# DESCRIPTION OF THE TASK
Continue the article on the revived Foreshadow attack against Intel processors, beginning after its last sentence.

# SUPPLIED TEXT

Researchers Revive 'Foreshadow' Attack by Extending It Beyond L1 Cache

Researchers revealed late on Thursday that the mitigations and patches rolled out in 2018 for the Foreshadow vulnerabilities affecting Intel processors can fail to prevent attacks.


Foreshadow, also known as L1 Terminal Fault (L1TF), is the name assigned to three speculative execution flaws reported to Intel shortly after the disclosure in January 2018 of the notorious Meltdown and Spectre vulnerabilities.


Foreshadow is related to the exposure of the L1 data cache of an Intel processor to malicious processes. A malicious application installed on a system can exploit the vulnerabilities to obtain potentially sensitive data from the L1 data cache.


Intel and other companies whose products and infrastructure were affected by Foreshadow prepared patches and mitigations before disclosure.


However, a team of researchers from the Graz University of Technology in Austria and the CISPA Helmholtz Center for Information Security have revived the Foreshadow attack and made some other interesting discoveries.

# DATA RECORDS

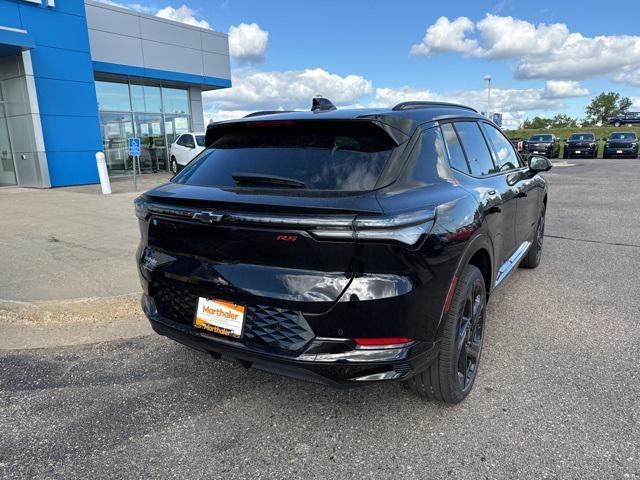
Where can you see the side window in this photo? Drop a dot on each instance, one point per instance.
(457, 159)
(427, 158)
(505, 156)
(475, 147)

==

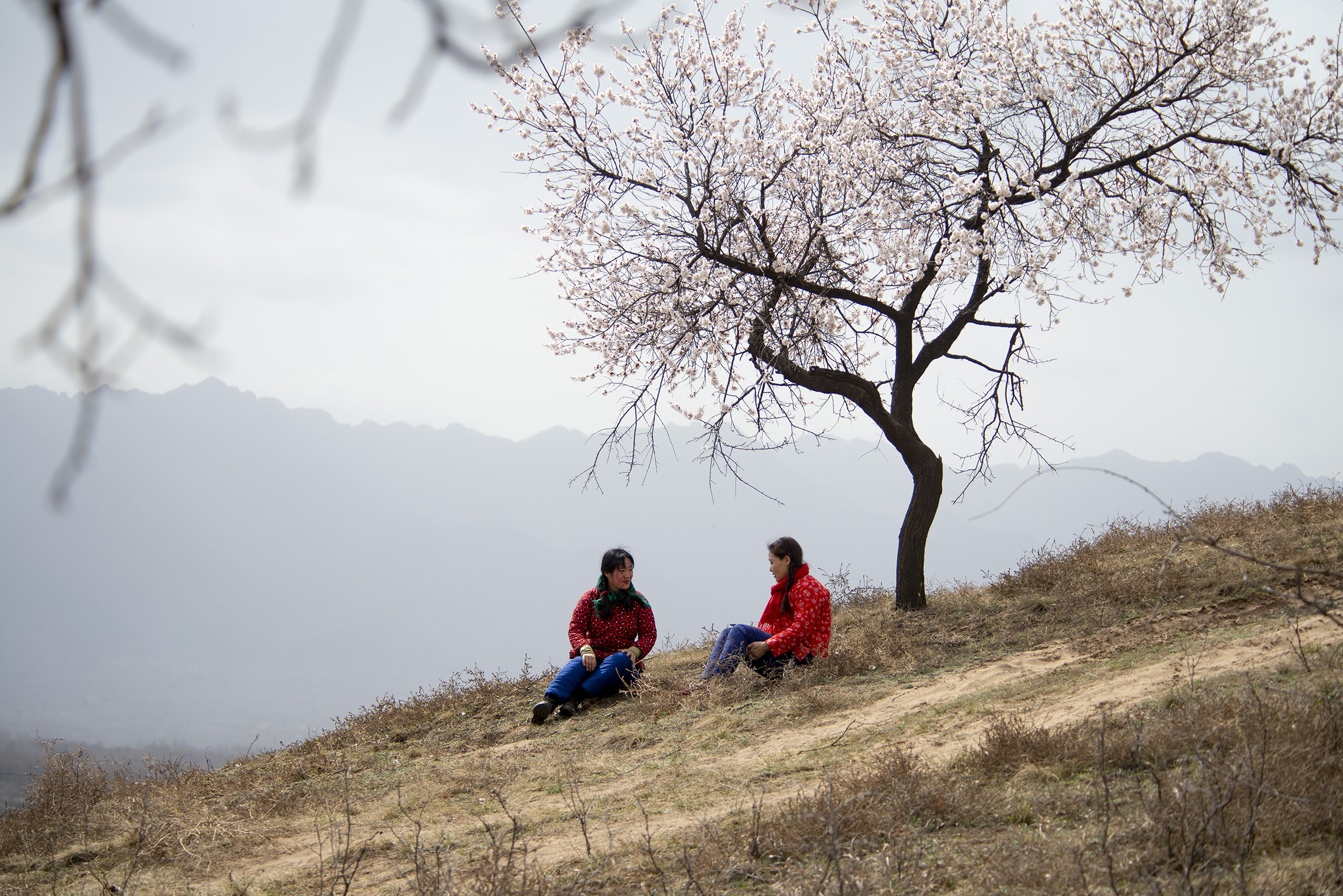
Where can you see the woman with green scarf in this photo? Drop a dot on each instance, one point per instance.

* * *

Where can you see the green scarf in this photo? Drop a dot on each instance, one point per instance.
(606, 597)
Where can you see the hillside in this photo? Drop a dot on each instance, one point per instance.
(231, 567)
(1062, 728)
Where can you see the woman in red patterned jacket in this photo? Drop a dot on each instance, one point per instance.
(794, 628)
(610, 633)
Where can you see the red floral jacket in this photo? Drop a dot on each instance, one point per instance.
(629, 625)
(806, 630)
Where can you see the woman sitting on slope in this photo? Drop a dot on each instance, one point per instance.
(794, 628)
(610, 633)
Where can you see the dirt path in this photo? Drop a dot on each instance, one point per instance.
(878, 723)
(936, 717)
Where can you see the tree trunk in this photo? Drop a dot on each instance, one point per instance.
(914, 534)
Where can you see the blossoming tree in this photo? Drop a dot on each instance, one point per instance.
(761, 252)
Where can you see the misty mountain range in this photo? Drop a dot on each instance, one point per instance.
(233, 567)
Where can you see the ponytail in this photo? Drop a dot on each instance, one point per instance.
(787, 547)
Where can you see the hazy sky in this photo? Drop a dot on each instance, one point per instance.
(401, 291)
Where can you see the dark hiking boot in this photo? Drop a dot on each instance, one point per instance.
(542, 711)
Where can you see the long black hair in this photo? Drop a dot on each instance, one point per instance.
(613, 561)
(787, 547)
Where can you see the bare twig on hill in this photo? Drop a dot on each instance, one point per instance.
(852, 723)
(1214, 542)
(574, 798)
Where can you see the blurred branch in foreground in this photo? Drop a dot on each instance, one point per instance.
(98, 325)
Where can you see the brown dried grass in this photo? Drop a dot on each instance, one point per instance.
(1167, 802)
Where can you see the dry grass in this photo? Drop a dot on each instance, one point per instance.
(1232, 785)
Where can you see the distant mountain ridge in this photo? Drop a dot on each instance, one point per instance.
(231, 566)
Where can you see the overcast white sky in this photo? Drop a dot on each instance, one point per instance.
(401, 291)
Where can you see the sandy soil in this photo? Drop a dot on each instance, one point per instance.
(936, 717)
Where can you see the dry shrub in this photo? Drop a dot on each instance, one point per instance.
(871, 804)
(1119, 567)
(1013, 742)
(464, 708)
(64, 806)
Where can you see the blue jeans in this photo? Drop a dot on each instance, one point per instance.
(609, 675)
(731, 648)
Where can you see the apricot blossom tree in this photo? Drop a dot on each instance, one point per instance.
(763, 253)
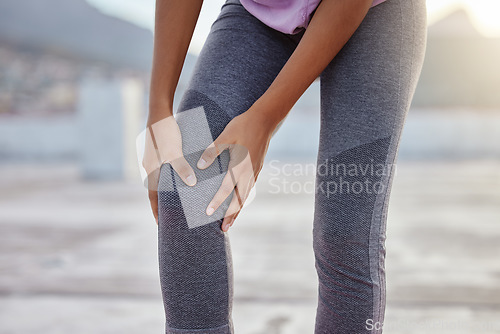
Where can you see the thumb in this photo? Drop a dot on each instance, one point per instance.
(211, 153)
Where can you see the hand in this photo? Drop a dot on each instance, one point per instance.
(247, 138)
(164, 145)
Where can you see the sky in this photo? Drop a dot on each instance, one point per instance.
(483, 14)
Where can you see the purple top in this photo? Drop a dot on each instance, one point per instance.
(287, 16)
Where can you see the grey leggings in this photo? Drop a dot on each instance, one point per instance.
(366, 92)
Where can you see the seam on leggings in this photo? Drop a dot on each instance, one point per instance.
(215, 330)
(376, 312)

# EXERCISE ANSWER
The researchers told SecurityWeek that they have been working on this project since 2018 and impacted vendors were notified more than a year ago. They published a research paper describing their findings on Thursday.


Specifically, they discovered that the Foreshadow attack can be extended beyond the L1 cache, which previously was believed to be impossible, and attacks can still work despite the existing mitigations. They showed that Foreshadow attacks can also target data in the L3 cache.


The researchers found that the assumptions made regarding countermeasures described in several academic papers over the past four years were incorrect. This has allowed them to ..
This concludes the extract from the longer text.